[BEGIN Task input]
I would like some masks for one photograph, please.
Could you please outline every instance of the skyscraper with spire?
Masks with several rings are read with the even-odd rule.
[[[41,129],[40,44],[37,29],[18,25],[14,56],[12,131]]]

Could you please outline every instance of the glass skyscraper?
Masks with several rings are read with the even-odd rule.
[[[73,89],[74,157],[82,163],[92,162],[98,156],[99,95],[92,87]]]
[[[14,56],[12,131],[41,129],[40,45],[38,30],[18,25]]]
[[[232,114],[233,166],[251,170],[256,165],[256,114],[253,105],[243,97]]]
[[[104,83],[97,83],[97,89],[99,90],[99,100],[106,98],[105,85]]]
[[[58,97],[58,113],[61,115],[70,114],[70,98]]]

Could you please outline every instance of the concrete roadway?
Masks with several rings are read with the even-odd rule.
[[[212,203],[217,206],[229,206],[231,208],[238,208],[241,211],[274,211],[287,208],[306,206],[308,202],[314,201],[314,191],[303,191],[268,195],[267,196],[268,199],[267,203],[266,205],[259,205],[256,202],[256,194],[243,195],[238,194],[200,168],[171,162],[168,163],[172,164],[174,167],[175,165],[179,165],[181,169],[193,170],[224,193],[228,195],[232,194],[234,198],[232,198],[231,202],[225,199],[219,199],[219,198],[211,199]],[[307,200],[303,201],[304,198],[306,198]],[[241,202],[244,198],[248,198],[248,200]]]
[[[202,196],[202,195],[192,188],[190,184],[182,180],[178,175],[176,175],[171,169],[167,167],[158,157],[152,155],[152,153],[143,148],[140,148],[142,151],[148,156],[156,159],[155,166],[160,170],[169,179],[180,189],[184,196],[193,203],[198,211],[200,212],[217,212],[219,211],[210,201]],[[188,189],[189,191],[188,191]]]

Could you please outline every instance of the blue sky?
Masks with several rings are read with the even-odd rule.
[END Task input]
— The problem —
Please rewrite everything from the start of the listing down to and including the line that contains "[[[58,97],[58,113],[61,115],[70,114],[70,98]]]" as a numbered list, leaving out any blank lines.

— Solution to this exercise —
1. I would like some masks for one photograph, please.
2. Could you please outline every instance of the skyscraper with spire?
3. Masks with several rings are read with the even-odd rule.
4. [[[41,129],[40,44],[37,29],[18,25],[14,56],[12,131]]]
5. Could you please outline every instance of the glass skyscraper?
6. Masks with several rings are read with the even-odd rule.
7. [[[73,89],[74,157],[82,163],[92,162],[98,156],[99,95],[92,87]]]
8. [[[14,56],[12,131],[41,129],[40,45],[38,30],[18,25]]]
9. [[[232,114],[233,166],[251,170],[256,165],[256,114],[253,105],[243,97]]]
10. [[[104,83],[97,83],[97,89],[99,90],[99,100],[106,98],[105,85]]]
11. [[[58,97],[58,113],[61,115],[70,114],[70,98]]]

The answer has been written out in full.